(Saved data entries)
Start of Block
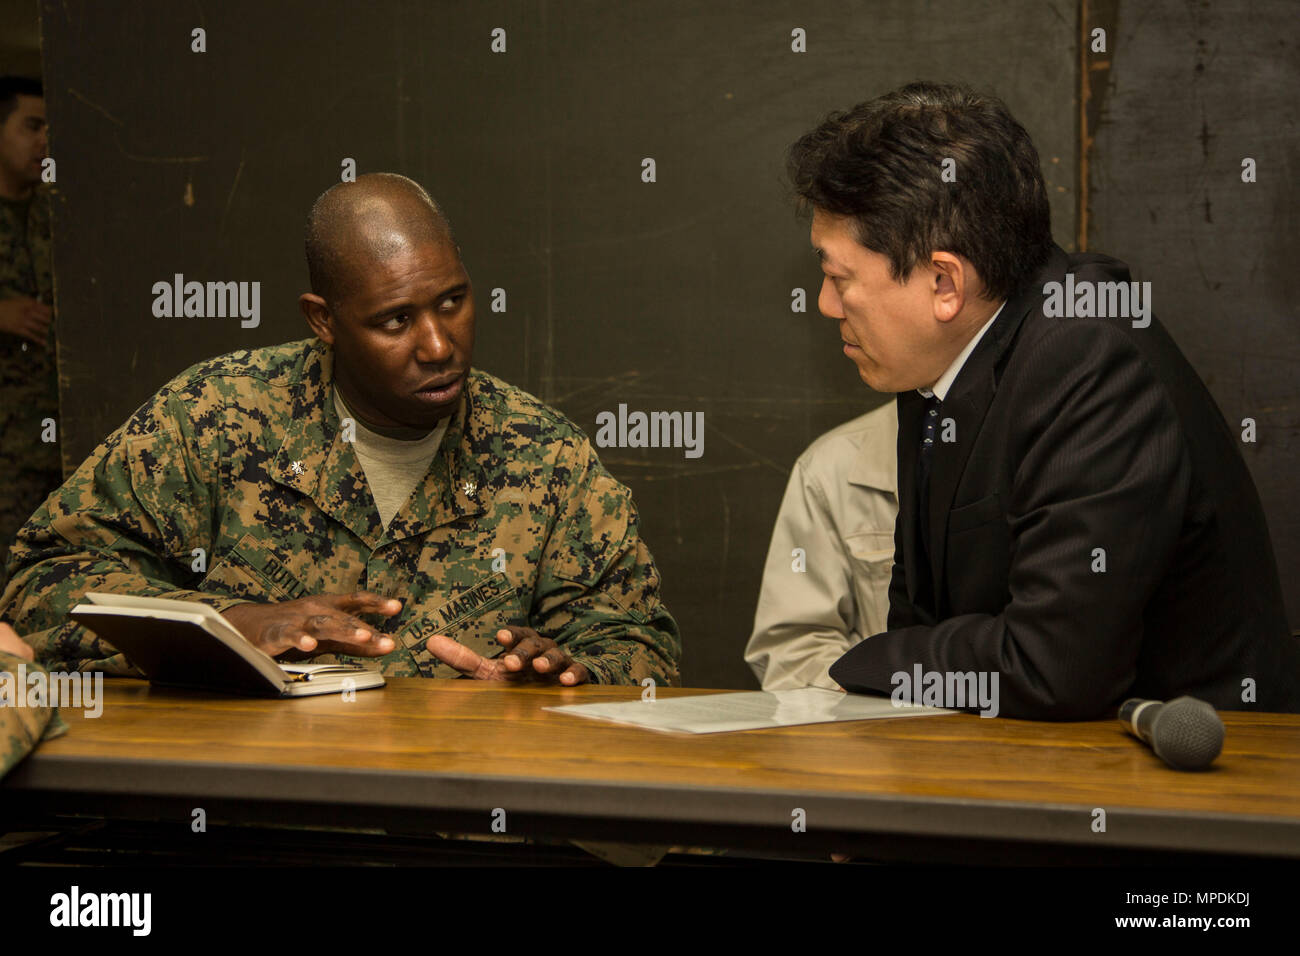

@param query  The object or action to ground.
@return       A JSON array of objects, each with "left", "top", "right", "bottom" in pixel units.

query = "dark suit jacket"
[{"left": 829, "top": 244, "right": 1300, "bottom": 719}]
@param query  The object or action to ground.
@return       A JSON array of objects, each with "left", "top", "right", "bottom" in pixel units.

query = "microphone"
[{"left": 1119, "top": 696, "right": 1224, "bottom": 770}]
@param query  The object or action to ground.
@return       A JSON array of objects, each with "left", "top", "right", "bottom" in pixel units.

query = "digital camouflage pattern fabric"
[
  {"left": 0, "top": 187, "right": 60, "bottom": 594},
  {"left": 0, "top": 648, "right": 67, "bottom": 780},
  {"left": 0, "top": 337, "right": 681, "bottom": 686}
]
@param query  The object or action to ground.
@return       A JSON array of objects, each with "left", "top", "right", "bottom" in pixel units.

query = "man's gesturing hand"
[
  {"left": 221, "top": 592, "right": 402, "bottom": 659},
  {"left": 425, "top": 625, "right": 591, "bottom": 684}
]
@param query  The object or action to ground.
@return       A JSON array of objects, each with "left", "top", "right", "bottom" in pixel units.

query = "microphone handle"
[
  {"left": 1134, "top": 700, "right": 1163, "bottom": 741},
  {"left": 1119, "top": 698, "right": 1163, "bottom": 743}
]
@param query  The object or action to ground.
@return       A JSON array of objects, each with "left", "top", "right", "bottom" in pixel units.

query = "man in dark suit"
[{"left": 786, "top": 81, "right": 1299, "bottom": 720}]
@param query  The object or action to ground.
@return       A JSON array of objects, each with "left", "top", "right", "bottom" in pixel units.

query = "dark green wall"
[{"left": 42, "top": 1, "right": 1097, "bottom": 687}]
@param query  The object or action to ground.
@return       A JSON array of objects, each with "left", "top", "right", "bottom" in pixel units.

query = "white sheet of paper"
[{"left": 544, "top": 687, "right": 957, "bottom": 734}]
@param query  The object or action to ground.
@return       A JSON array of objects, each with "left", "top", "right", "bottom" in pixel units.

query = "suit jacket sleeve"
[
  {"left": 0, "top": 387, "right": 251, "bottom": 674},
  {"left": 831, "top": 321, "right": 1192, "bottom": 719}
]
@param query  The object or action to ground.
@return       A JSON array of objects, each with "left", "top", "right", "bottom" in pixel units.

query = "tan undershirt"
[{"left": 332, "top": 386, "right": 449, "bottom": 528}]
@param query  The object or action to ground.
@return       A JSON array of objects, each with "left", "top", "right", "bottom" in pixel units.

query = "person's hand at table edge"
[{"left": 0, "top": 622, "right": 36, "bottom": 662}]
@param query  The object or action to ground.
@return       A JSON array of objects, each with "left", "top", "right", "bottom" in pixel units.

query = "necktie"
[{"left": 917, "top": 394, "right": 942, "bottom": 554}]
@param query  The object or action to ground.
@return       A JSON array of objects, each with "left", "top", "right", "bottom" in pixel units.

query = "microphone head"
[{"left": 1150, "top": 696, "right": 1225, "bottom": 770}]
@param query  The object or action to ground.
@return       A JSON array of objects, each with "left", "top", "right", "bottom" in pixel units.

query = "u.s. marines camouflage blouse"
[{"left": 0, "top": 338, "right": 681, "bottom": 685}]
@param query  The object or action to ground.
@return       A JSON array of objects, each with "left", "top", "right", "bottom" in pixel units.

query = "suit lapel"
[
  {"left": 894, "top": 391, "right": 927, "bottom": 606},
  {"left": 926, "top": 244, "right": 1069, "bottom": 606},
  {"left": 926, "top": 372, "right": 994, "bottom": 606}
]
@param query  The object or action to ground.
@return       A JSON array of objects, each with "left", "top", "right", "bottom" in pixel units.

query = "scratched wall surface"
[
  {"left": 39, "top": 1, "right": 1077, "bottom": 688},
  {"left": 1088, "top": 0, "right": 1300, "bottom": 629}
]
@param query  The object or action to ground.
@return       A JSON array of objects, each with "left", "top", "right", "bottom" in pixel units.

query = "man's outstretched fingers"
[
  {"left": 305, "top": 612, "right": 365, "bottom": 648},
  {"left": 495, "top": 625, "right": 534, "bottom": 651},
  {"left": 340, "top": 592, "right": 403, "bottom": 616},
  {"left": 299, "top": 606, "right": 394, "bottom": 654},
  {"left": 533, "top": 646, "right": 571, "bottom": 674},
  {"left": 265, "top": 621, "right": 316, "bottom": 654},
  {"left": 426, "top": 633, "right": 499, "bottom": 680},
  {"left": 502, "top": 635, "right": 548, "bottom": 670},
  {"left": 557, "top": 662, "right": 591, "bottom": 686}
]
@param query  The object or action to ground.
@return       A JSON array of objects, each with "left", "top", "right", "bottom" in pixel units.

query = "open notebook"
[{"left": 69, "top": 592, "right": 385, "bottom": 698}]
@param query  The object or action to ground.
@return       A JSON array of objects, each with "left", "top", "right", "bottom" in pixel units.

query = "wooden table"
[{"left": 3, "top": 678, "right": 1298, "bottom": 863}]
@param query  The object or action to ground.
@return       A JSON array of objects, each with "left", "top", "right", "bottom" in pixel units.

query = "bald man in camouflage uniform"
[
  {"left": 0, "top": 174, "right": 680, "bottom": 687},
  {"left": 0, "top": 77, "right": 59, "bottom": 595}
]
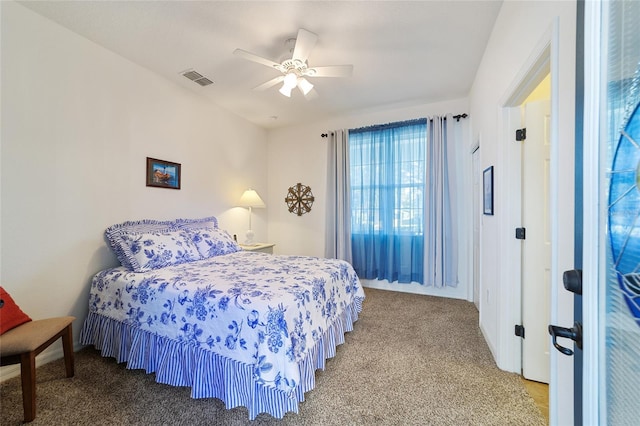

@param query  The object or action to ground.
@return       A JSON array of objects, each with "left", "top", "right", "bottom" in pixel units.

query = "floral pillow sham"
[
  {"left": 188, "top": 228, "right": 241, "bottom": 259},
  {"left": 120, "top": 230, "right": 201, "bottom": 273},
  {"left": 173, "top": 216, "right": 219, "bottom": 231},
  {"left": 104, "top": 217, "right": 245, "bottom": 270},
  {"left": 105, "top": 219, "right": 173, "bottom": 270}
]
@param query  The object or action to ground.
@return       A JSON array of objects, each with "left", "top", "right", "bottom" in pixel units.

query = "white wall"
[
  {"left": 469, "top": 1, "right": 576, "bottom": 425},
  {"left": 0, "top": 2, "right": 268, "bottom": 375},
  {"left": 267, "top": 98, "right": 473, "bottom": 300}
]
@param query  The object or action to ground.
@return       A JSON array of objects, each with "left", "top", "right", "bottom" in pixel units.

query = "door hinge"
[
  {"left": 515, "top": 227, "right": 526, "bottom": 240},
  {"left": 515, "top": 324, "right": 525, "bottom": 338},
  {"left": 516, "top": 128, "right": 526, "bottom": 141}
]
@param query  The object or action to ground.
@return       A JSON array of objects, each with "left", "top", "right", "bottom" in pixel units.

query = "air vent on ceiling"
[
  {"left": 194, "top": 77, "right": 214, "bottom": 86},
  {"left": 181, "top": 69, "right": 214, "bottom": 87}
]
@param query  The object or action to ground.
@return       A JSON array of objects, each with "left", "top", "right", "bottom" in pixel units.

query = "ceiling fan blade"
[
  {"left": 307, "top": 65, "right": 353, "bottom": 78},
  {"left": 253, "top": 75, "right": 285, "bottom": 91},
  {"left": 292, "top": 29, "right": 318, "bottom": 62},
  {"left": 233, "top": 49, "right": 280, "bottom": 69}
]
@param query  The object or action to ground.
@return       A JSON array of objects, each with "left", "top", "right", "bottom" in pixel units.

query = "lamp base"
[{"left": 244, "top": 229, "right": 256, "bottom": 245}]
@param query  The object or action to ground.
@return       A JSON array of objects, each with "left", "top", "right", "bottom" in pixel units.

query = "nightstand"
[{"left": 239, "top": 243, "right": 275, "bottom": 254}]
End of Block
Quote the entries in full. Any image among them is to be omitted from the copy.

@param query  The object or action to ground.
@return       A JSON array of objects, each with "left", "top", "right", "bottom" in pixel units.

query = "dark suit jacket"
[{"left": 829, "top": 244, "right": 1300, "bottom": 719}]
@param query  The object or action to ground.
@return       A JSON array of objects, each with "left", "top", "right", "bottom" in pixel units.

query = "microphone"
[{"left": 1119, "top": 696, "right": 1224, "bottom": 770}]
@param query  The object or action to ground.
@return       A JSON array of objects, each with "left", "top", "right", "bottom" in pixel units.

query = "digital camouflage pattern fabric"
[
  {"left": 0, "top": 187, "right": 60, "bottom": 594},
  {"left": 0, "top": 648, "right": 67, "bottom": 780},
  {"left": 0, "top": 337, "right": 681, "bottom": 686}
]
@param query  The object or action to ground.
@return       A JSON array of objects, each with "left", "top", "right", "bottom" in pixel units.

query = "man's gesturing hand"
[
  {"left": 221, "top": 592, "right": 402, "bottom": 659},
  {"left": 425, "top": 625, "right": 591, "bottom": 684}
]
@param query  The object or action to ground.
@return       A JSON array of objects, each with "left", "top", "right", "bottom" in pixel units.

query = "microphone handle"
[
  {"left": 1134, "top": 700, "right": 1163, "bottom": 741},
  {"left": 1119, "top": 698, "right": 1163, "bottom": 743}
]
@param query  The object or action to ground.
@return       A JSON array of objects, each with "left", "top", "right", "bottom" in pixel units.

query = "man in dark suit"
[{"left": 786, "top": 81, "right": 1299, "bottom": 720}]
@param query  The object or action to ground.
@return       A JSON array of objects, each with "left", "top", "right", "bottom" in pixel units.

query = "dark green wall"
[{"left": 42, "top": 1, "right": 1097, "bottom": 687}]
@param query  The object or action to ground.
@return       A JSON array of objects, each with "left", "top", "right", "bottom" in pixel units.

query = "white sheet of paper"
[{"left": 544, "top": 687, "right": 957, "bottom": 734}]
@param query  The object or action to ground.
@return       A JSON array of objects, each with "left", "top", "right", "bottom" in pixel units.

query = "suit jacket sleeve"
[
  {"left": 0, "top": 387, "right": 251, "bottom": 674},
  {"left": 831, "top": 321, "right": 1192, "bottom": 719}
]
@param query  The object or action to ground.
@return       A JSON array of objects, each with "left", "top", "right", "bottom" in pixel units.

query = "tan undershirt"
[{"left": 332, "top": 386, "right": 449, "bottom": 528}]
@param query  The object or action to ground.
@return       A JSON array of objects, each with "left", "top", "right", "bottom" in pixel units.

query = "person's hand at table edge"
[{"left": 0, "top": 622, "right": 36, "bottom": 662}]
@param query  The object or action to ground.
@return       A JSON array of objects, each with "left", "top", "right", "bottom" in pixel units.

query = "necktie"
[{"left": 917, "top": 394, "right": 942, "bottom": 554}]
@param query  The object or action to ground.
@return       A JSON array of objects, each with "left", "top", "right", "bottom" in pixel units.

query = "microphone head"
[{"left": 1150, "top": 696, "right": 1225, "bottom": 770}]
@param query  The object or action to ground.
@return       A JSON array of objects, each with "left", "top", "right", "bottom" in pixel units.

query = "u.s. marines camouflage blouse"
[{"left": 0, "top": 338, "right": 681, "bottom": 685}]
@param query  The object or action to ground.
@return       A JSON array of objects, each with "left", "top", "right", "bottom" in pixel units.

query = "suit lapel"
[
  {"left": 894, "top": 391, "right": 927, "bottom": 606},
  {"left": 926, "top": 244, "right": 1069, "bottom": 606},
  {"left": 926, "top": 372, "right": 994, "bottom": 606}
]
@param query  The object or action to ground.
@return       A JSON array of objects, each with "left", "top", "right", "bottom" in pixel units.

query = "scratched wall surface"
[
  {"left": 39, "top": 1, "right": 1077, "bottom": 688},
  {"left": 1088, "top": 0, "right": 1300, "bottom": 629}
]
@param query  The object or action to ground.
@return       A JSON array of objects, each with "left", "top", "right", "bottom" in pixel units.

query = "man's outstretched fingers"
[
  {"left": 305, "top": 612, "right": 365, "bottom": 648},
  {"left": 495, "top": 625, "right": 534, "bottom": 651},
  {"left": 340, "top": 592, "right": 403, "bottom": 616},
  {"left": 299, "top": 606, "right": 394, "bottom": 654},
  {"left": 533, "top": 646, "right": 571, "bottom": 674},
  {"left": 265, "top": 621, "right": 316, "bottom": 654},
  {"left": 426, "top": 633, "right": 499, "bottom": 680},
  {"left": 502, "top": 635, "right": 548, "bottom": 670},
  {"left": 557, "top": 662, "right": 591, "bottom": 686}
]
@param query  The object or action to ground.
@return       A JSON array of objects, each with "left", "top", "right", "bottom" in pixel units.

query = "open notebook"
[{"left": 69, "top": 592, "right": 385, "bottom": 698}]
@param query  The object or action to ground.
@return       A JSON array of objects, each with "left", "top", "right", "bottom" in pixel units.

query = "wooden table"
[{"left": 3, "top": 678, "right": 1298, "bottom": 863}]
@param query  The object or action to ground.
@return       A JSON array of objects, each with "left", "top", "right", "bottom" in pixel units.

query = "bald man in camouflage uniform"
[
  {"left": 0, "top": 174, "right": 680, "bottom": 687},
  {"left": 0, "top": 77, "right": 59, "bottom": 595}
]

@param query  The object or action to ground.
@return       A JSON array of objects, each with "left", "top", "right", "bottom" in pixel units.

query = "floral pillow sham"
[
  {"left": 188, "top": 228, "right": 241, "bottom": 259},
  {"left": 120, "top": 230, "right": 201, "bottom": 273},
  {"left": 173, "top": 216, "right": 219, "bottom": 231},
  {"left": 104, "top": 217, "right": 245, "bottom": 270},
  {"left": 105, "top": 219, "right": 173, "bottom": 270}
]
@param query  The object or action to ground.
@return       A JSON array of objects, each with "left", "top", "right", "bottom" in pixel units.

query = "white wall"
[
  {"left": 469, "top": 1, "right": 576, "bottom": 425},
  {"left": 0, "top": 2, "right": 268, "bottom": 375},
  {"left": 267, "top": 98, "right": 473, "bottom": 300}
]
@param query  The object or action to ground.
@return       A JSON array of objects, each with "left", "top", "right", "bottom" in pixel units.

query = "door hinge"
[
  {"left": 515, "top": 227, "right": 526, "bottom": 240},
  {"left": 515, "top": 324, "right": 525, "bottom": 338},
  {"left": 516, "top": 128, "right": 526, "bottom": 141}
]
@param query  The object or action to ground.
@return       A JSON array of objects, each with "left", "top", "right", "bottom" in pixel units.

query = "air vent on ceiling"
[
  {"left": 194, "top": 77, "right": 214, "bottom": 86},
  {"left": 181, "top": 69, "right": 214, "bottom": 87}
]
@param query  The object or action to ground.
@return       A JSON array of objects, each with "left", "top", "right", "bottom" in pixel units.

query = "ceiling fan blade"
[
  {"left": 307, "top": 65, "right": 353, "bottom": 78},
  {"left": 253, "top": 75, "right": 285, "bottom": 91},
  {"left": 292, "top": 29, "right": 318, "bottom": 62},
  {"left": 233, "top": 49, "right": 280, "bottom": 69}
]
@param query  The object or action to ground.
@return       A JSON array of objects, each with "left", "top", "right", "bottom" in pixel units.

query = "lamp base"
[{"left": 244, "top": 229, "right": 256, "bottom": 245}]
@param query  The object or action to ground.
@return       A JSON array of objects, each with "left", "top", "right", "bottom" in pixel units.

query = "nightstand"
[{"left": 239, "top": 243, "right": 275, "bottom": 254}]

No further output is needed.